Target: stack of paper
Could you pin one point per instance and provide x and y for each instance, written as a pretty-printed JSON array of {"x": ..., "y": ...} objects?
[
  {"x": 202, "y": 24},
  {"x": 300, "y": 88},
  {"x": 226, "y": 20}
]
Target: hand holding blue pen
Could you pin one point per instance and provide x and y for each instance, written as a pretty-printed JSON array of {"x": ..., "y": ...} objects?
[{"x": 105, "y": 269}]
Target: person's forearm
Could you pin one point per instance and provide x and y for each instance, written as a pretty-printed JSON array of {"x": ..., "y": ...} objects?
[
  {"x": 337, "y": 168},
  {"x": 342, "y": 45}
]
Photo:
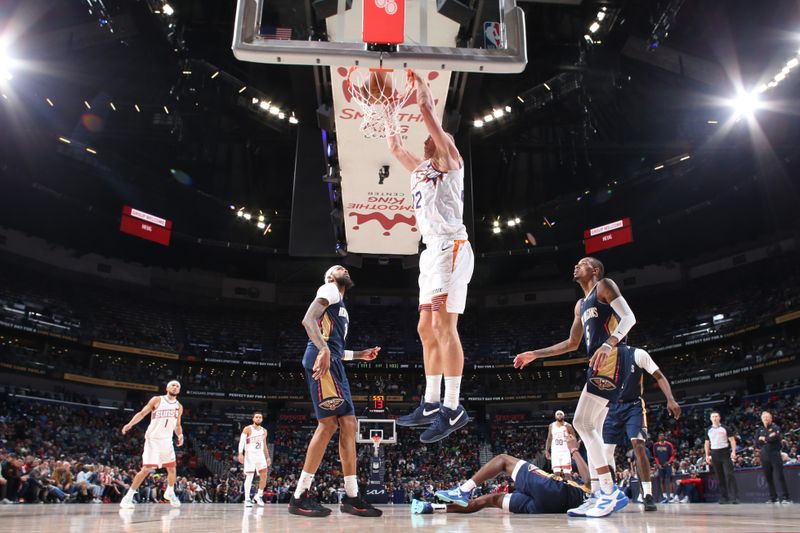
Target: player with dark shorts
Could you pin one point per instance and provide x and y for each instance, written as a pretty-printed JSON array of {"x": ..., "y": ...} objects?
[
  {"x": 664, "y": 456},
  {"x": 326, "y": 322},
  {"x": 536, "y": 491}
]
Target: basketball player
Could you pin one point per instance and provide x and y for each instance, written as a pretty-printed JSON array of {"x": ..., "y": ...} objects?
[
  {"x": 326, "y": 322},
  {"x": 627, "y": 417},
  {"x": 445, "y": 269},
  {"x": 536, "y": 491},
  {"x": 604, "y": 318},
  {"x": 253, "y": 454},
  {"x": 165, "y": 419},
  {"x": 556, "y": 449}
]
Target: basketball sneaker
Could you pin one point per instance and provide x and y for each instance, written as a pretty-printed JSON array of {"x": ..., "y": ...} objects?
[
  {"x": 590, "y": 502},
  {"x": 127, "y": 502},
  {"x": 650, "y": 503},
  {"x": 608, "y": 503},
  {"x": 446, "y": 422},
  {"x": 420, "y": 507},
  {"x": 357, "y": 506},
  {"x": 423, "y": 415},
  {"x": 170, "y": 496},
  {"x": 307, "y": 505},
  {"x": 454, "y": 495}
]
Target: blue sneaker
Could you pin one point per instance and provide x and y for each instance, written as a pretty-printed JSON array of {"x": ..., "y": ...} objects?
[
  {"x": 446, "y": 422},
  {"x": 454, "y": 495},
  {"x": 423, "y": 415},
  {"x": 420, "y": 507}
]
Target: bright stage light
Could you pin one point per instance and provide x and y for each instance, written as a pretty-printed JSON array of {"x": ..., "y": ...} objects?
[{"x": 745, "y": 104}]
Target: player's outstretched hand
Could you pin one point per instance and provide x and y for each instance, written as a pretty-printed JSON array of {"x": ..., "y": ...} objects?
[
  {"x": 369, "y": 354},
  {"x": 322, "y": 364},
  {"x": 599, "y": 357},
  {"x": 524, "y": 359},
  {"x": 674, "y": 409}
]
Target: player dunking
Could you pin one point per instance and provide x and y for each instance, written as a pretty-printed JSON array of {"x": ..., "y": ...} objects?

----------

**WORK TASK**:
Number of lines with the string "sneaker" in the data above: report this figure and nothing more.

**EXERCISE SOLUTION**:
2